- Born: c. 1970–1971 (age 53–55) Sariwon, North Korea
- Occupation(s): Poet, intelligence officer, propaganda officer

= Jang Jin-sung =

North Korean defector (born 1970/1971)

Jang Jin-sung (born c. 1970–1971) is the pseudonym of a North Korean poet and government official who defected to South Korea. He had worked as a psychological warfare officer within the United Front Department of the Korean Workers' Party. Jang specifically worked within the United Front Department Section 5 (Literature), Division 19 (Poetry) of Office 101. Office 101 created propaganda intended to encourage South Korean sympathy for North Korea. One of Jang's job duties was to create poetry under a South Korean pseudonym Kim Kyong-min and in a South Korean style. His poetry was intended for distribution within South Korea.

==Biography==

Jang claims to have been one of the late North Korean leader Kim Jong Il's favored propaganda poets. This favoritism occurred after Jang wrote the epic poem Spring Rests on the Gun Barrel of the Lord as part of recurring competitive poetry writing among different North Korean Government departments. Kim Jong Il liked the poem so much it was redistributed in North Korea in 1999. Kim Jong Il's favoritism gained Jang the class status of "The Admitted" for which Jang received extra food rations and political protections.

According to Jang's account, he was forced to flee the country for his life after his friend Hwang Young-Min lost a forbidden book from his department on the Pyongyang Metro. As the North Korean State Security Department pursued them, they obtained a fake travel pass and travelled to the north of the country, where they fled across the frozen Tumen River into China. After a long period of hiding in China, Jang defected to South Korea in 2004 by reaching the embassy in Beijing; however, Young-min separated from him during their escape and while he was awaiting repatriation back to North Korea after being arrested by the Chinese police, Young-min committed suicide to avoid repatriation and retribution from the North Korean authorities for his escape. Young-min's uncle later identified and claimed his body.

__What to do__:
Retype the part of the Jang Jin-sung article starting with "Jang claims to" and going on through "and political protections.".

__Information given__:
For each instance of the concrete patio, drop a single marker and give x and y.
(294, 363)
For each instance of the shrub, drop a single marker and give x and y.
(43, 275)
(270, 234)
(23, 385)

__Finished answer__:
Jang claims to have been one of the late North Korean leader Kim Jong Il's favored propaganda poets. This favoritism occurred after Jang wrote the epic poem Spring Rests on the Gun Barrel of the Lord as part of recurring competitive poetry writing among different North Korean Government departments. Kim Jong Il liked the poem so much it was redistributed in North Korea in 1999. Kim Jong Il's favoritism gained Jang the class status of "The Admitted" for which Jang received extra food rations and political protections.